* WHAT TO DO *
Locate the line containing "Where can the man in black" in the material below; repeat it and every line after it, exactly as written.

Stored items
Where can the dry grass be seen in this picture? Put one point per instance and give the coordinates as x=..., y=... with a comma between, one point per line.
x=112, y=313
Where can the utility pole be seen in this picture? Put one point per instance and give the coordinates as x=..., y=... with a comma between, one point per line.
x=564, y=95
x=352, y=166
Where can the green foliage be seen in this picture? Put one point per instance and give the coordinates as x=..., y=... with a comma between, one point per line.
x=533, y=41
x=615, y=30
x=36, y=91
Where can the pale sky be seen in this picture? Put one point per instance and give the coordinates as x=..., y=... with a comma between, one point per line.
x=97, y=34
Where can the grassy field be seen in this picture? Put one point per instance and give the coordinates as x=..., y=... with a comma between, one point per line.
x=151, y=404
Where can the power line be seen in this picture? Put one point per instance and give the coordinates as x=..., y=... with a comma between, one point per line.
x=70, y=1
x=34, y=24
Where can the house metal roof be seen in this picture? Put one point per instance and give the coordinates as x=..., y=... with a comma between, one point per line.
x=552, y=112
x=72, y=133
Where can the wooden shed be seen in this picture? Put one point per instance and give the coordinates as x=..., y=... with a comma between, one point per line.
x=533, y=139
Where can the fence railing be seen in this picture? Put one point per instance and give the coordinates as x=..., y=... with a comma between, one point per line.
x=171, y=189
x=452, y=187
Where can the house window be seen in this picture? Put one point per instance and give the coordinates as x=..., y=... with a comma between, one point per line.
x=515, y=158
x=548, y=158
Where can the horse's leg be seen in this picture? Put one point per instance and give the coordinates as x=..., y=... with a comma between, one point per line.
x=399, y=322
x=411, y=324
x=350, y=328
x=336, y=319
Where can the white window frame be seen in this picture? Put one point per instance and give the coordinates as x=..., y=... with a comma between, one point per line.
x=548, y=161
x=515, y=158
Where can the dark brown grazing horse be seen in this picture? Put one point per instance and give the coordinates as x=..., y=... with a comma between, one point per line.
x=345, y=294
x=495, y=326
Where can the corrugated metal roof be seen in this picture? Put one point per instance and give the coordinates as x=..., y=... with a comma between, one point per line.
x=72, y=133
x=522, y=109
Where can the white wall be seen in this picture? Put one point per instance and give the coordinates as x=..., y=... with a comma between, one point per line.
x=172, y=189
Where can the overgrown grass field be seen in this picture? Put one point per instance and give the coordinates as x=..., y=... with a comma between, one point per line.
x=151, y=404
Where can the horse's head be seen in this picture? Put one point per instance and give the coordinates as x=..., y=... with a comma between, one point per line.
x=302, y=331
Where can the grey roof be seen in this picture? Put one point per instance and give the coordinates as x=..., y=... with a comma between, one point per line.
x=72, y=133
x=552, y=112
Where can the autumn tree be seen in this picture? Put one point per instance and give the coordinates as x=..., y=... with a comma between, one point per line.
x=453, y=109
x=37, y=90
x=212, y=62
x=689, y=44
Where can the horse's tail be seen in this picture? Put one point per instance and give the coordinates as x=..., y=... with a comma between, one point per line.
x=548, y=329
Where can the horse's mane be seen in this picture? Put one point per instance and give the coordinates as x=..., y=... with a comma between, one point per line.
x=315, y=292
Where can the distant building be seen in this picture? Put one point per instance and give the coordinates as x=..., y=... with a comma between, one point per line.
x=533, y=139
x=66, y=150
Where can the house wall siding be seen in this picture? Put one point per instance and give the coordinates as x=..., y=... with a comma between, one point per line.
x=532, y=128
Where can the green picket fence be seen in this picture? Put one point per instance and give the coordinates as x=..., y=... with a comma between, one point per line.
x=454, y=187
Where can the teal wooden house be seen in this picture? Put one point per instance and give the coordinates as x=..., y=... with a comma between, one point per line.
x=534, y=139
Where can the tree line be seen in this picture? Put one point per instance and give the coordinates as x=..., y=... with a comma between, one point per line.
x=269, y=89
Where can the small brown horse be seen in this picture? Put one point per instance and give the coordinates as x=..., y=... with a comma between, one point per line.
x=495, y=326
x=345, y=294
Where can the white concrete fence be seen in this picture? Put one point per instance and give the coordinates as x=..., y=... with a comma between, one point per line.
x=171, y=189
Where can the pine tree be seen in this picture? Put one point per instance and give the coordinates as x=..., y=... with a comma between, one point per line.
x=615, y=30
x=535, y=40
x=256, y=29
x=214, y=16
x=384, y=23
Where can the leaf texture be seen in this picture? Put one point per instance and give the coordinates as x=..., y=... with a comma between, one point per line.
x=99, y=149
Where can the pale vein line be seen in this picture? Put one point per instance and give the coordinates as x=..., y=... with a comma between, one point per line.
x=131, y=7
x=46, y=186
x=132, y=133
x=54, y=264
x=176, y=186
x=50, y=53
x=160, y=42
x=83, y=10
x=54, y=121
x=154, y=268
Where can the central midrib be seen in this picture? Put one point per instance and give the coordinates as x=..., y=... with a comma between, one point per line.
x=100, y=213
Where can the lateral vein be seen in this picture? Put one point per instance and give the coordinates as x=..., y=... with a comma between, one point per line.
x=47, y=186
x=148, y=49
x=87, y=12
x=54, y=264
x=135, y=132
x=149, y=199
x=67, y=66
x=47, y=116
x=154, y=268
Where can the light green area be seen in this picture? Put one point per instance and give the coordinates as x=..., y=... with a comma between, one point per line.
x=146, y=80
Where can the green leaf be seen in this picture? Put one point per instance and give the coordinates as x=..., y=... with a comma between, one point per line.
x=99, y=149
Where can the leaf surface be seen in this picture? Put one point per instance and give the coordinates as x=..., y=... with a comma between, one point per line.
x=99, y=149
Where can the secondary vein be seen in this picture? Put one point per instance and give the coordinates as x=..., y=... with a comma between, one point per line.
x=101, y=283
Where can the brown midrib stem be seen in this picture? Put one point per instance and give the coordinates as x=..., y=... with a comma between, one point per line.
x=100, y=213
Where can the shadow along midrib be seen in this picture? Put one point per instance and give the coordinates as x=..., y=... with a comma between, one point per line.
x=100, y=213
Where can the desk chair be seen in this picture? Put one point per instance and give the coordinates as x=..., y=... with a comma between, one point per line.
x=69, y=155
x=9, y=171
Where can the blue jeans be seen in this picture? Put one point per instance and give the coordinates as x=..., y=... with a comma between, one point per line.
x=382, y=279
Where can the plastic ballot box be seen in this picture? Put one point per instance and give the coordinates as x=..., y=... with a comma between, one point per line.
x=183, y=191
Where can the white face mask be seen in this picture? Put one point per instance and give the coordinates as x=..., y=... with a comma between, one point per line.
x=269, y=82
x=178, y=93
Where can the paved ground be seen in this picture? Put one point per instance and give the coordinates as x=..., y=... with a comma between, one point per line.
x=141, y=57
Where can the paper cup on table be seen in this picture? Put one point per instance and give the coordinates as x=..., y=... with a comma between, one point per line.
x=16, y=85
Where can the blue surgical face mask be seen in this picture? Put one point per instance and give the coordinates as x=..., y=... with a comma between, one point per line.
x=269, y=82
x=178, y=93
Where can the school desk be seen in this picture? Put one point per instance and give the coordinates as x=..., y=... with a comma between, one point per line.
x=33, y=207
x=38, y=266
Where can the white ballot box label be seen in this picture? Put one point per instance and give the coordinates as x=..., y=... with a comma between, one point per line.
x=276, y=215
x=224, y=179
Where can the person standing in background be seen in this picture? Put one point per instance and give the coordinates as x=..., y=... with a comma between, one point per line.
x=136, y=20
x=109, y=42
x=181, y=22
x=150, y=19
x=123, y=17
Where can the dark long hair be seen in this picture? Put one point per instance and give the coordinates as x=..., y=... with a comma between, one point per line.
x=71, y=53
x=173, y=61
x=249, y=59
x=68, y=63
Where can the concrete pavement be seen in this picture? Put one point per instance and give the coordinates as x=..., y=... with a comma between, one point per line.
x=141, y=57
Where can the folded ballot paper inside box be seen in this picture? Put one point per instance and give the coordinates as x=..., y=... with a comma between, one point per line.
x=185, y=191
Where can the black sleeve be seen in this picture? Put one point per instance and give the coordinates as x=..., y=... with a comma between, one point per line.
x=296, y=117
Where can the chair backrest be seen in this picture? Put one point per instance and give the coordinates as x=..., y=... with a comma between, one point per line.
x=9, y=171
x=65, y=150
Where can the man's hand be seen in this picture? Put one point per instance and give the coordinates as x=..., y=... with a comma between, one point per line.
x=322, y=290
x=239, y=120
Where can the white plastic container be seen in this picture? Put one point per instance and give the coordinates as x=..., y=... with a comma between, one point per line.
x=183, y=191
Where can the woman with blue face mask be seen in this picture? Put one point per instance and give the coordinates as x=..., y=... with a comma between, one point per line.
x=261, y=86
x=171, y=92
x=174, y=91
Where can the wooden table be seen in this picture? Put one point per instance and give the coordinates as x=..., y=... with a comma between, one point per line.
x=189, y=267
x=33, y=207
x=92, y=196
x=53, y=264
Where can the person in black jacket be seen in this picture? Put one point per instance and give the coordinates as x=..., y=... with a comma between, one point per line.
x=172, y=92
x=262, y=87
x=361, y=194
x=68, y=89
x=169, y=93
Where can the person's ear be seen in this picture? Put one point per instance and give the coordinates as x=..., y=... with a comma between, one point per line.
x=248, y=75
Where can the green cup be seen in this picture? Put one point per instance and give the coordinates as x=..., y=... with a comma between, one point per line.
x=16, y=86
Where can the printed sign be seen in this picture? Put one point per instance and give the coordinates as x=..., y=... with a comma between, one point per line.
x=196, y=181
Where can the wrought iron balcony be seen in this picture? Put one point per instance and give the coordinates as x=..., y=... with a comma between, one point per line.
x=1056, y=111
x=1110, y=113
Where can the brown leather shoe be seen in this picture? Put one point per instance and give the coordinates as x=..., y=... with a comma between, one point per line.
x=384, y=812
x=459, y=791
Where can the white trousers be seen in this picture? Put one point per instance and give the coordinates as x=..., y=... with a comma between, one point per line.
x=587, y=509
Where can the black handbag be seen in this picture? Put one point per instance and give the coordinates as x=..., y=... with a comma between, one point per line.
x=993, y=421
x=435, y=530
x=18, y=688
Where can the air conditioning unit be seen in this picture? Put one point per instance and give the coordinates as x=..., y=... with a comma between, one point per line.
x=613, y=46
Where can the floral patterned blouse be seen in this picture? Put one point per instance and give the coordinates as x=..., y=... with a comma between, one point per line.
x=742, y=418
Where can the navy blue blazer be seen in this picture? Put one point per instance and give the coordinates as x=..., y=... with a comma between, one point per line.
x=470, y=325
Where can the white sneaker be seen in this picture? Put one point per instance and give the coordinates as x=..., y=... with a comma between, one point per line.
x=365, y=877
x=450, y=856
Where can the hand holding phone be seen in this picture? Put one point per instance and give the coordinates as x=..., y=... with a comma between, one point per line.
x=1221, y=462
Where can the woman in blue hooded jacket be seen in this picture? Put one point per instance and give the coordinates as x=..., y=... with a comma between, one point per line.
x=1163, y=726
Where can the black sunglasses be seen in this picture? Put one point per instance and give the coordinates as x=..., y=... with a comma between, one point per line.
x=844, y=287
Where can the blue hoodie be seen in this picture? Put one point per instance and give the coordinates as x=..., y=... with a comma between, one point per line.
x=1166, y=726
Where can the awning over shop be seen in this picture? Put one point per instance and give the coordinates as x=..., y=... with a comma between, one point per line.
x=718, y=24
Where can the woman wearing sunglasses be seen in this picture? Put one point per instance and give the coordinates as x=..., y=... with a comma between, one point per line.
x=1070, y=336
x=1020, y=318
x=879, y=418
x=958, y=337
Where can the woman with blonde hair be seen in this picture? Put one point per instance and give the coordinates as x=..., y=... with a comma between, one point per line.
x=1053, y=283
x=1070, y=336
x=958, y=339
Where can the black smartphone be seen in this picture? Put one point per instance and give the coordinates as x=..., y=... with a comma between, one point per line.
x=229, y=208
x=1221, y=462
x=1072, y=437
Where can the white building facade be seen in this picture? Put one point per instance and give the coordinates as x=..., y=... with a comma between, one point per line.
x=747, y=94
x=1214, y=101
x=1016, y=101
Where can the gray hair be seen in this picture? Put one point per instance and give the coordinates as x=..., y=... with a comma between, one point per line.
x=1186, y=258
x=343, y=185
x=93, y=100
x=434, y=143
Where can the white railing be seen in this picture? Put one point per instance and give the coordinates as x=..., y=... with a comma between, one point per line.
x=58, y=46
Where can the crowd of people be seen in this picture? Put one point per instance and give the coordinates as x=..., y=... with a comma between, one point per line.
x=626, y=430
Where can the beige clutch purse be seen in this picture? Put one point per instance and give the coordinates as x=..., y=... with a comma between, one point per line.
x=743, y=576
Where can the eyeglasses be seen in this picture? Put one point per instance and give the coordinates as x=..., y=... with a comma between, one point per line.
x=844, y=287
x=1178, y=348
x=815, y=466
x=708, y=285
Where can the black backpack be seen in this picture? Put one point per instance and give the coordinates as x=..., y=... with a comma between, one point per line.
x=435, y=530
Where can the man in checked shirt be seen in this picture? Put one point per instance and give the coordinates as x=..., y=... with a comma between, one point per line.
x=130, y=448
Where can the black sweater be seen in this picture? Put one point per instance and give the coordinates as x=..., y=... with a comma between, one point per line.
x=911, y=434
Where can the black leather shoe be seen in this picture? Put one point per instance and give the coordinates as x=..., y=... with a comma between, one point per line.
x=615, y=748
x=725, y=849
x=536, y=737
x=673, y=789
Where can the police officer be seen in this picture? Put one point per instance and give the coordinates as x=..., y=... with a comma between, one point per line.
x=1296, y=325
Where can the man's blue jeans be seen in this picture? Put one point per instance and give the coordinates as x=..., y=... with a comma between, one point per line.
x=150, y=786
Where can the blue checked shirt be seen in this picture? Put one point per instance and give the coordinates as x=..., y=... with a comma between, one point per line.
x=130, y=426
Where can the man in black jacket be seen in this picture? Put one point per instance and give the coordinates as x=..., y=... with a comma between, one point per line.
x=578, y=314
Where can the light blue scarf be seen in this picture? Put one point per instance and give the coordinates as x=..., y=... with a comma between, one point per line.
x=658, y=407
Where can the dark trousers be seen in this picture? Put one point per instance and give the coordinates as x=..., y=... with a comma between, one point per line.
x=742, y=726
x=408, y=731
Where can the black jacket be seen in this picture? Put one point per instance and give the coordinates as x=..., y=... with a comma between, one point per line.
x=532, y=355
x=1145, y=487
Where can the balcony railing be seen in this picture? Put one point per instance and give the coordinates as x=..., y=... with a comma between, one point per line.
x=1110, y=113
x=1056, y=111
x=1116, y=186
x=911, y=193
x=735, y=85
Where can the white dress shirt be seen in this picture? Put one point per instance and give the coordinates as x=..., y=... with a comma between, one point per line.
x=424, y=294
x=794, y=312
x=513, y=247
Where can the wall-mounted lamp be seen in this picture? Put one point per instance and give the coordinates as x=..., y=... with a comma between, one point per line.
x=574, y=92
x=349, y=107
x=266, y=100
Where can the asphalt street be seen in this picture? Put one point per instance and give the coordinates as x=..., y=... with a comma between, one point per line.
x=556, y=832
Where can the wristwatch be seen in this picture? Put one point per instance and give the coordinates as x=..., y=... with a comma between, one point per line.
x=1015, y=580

* RESPONSE TO THE TASK *
Where can the man in black jacket be seen in this picture? Put one point per instance and give the coordinates as x=..., y=... with a comma between, one point per line.
x=578, y=314
Where can the light blue scarf be seen in this picture? Put one point per instance and give the coordinates as x=..., y=... with a comma between, one point per line.
x=658, y=407
Where can the dark trousers be seen in this picture? Put one point per instance and give the coordinates as x=..., y=... with a comma between, one point per line.
x=742, y=726
x=408, y=731
Where can the black jacket be seen in this picture? Put one point per instance and give the coordinates as x=..., y=... with a comma between, one point per line.
x=532, y=355
x=1145, y=487
Where can the balcony railing be seen in this picture? Put one point per instance and give the coordinates as x=..., y=... with a comma between, one point per line.
x=1110, y=113
x=1056, y=111
x=1116, y=186
x=911, y=193
x=735, y=85
Where can the white dress shirt be seen in this picture? Put one point per instance and give the coordinates as x=..., y=... with a comma between, one point per line.
x=424, y=294
x=794, y=312
x=513, y=247
Where can the wall-mounted lamp be seen in this picture? Put one point per instance and give the coordinates as x=..., y=... with a comma between, one point per line.
x=574, y=92
x=349, y=107
x=266, y=100
Where can the asphalt street be seen in this picture? Put one point per instance and give the coordinates as x=..., y=... with a comma between, one point per line.
x=556, y=832
Where can the wristwatch be seen in this picture? Put one point per instance and give the coordinates as x=..., y=... with a comma between, one point per line.
x=1015, y=580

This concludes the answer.